** PROVIDED DATA follows **
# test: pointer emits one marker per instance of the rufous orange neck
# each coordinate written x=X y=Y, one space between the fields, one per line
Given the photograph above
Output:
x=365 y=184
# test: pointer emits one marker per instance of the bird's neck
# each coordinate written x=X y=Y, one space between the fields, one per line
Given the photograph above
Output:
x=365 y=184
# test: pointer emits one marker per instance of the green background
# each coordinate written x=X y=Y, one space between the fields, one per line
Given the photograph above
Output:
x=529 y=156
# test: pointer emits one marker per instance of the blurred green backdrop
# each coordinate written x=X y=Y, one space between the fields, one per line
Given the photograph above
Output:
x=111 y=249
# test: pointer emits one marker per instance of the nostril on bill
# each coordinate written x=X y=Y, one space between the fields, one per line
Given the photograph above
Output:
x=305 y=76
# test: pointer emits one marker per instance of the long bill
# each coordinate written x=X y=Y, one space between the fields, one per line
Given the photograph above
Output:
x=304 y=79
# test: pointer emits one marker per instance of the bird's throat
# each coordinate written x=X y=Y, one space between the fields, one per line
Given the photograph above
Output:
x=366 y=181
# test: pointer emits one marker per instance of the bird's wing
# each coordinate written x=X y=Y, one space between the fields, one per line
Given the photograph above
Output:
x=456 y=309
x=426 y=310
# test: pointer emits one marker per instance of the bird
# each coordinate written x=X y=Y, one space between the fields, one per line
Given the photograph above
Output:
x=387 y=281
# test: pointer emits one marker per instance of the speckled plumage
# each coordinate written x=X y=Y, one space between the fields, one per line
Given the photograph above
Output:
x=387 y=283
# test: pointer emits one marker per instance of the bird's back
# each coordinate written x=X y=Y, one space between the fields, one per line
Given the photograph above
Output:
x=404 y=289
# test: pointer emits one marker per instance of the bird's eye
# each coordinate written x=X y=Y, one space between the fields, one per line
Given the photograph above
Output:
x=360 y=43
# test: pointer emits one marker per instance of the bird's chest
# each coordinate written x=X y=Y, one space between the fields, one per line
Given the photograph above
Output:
** End of PROVIDED DATA **
- _TASK TO COMPLETE_:
Write out all of the records word for word.

- _WRITTEN REPLY_:
# test: pointer emits one marker per instance of the rufous orange neck
# each coordinate written x=X y=Y, one space between the fields, one per line
Given the photograph above
Output:
x=365 y=184
# test: pointer emits one marker per instance of the bird's neck
# each coordinate written x=X y=Y, one space between the fields, one per line
Given the photograph above
Output:
x=365 y=184
# test: pointer emits one marker per instance of the green background
# each coordinate written x=X y=Y, one space between the fields, one per line
Given the photograph above
Output:
x=529 y=156
# test: pointer emits one marker per instance of the blurred green backdrop
# each coordinate written x=X y=Y, one space between the fields, one per line
Given the photograph above
Output:
x=111 y=249
# test: pointer emits one marker per instance of the nostril on bill
# each coordinate written x=X y=Y, one space between the fields, one per line
Given the photograph above
Output:
x=305 y=76
# test: pointer emits one marker per instance of the long bill
# each coordinate written x=X y=Y, one space between the fields, one per line
Given the photograph above
Output:
x=304 y=79
# test: pointer emits one marker per instance of the bird's throat
# each coordinate written x=X y=Y, one space between the fields, one per line
Given the photograph above
Output:
x=366 y=181
# test: pointer emits one marker per instance of the bird's wing
# each coordinate written x=X y=Y, one space between the fields, one per line
Given the photograph above
Output:
x=456 y=309
x=426 y=310
# test: pointer emits one marker per instance of the bird
# each coordinate written x=X y=Y, one space between the fields, one per line
Given the photograph above
Output:
x=387 y=281
# test: pointer emits one marker per instance of the speckled plumage
# each coordinate written x=X y=Y, one space between the fields, one per line
Given the photograph above
Output:
x=387 y=283
# test: pointer emits one marker per instance of the bird's back
# each coordinate written x=X y=Y, one space between the fields, one per line
Given the photograph above
Output:
x=404 y=289
# test: pointer emits one marker per instance of the bird's eye
# each coordinate written x=X y=Y, one space between the fields, one per line
Given the photograph above
Output:
x=360 y=43
# test: pointer emits one marker per instance of the bird's chest
# each coordinate written x=X y=Y, one space between the fields, one per line
Given the photograph above
Output:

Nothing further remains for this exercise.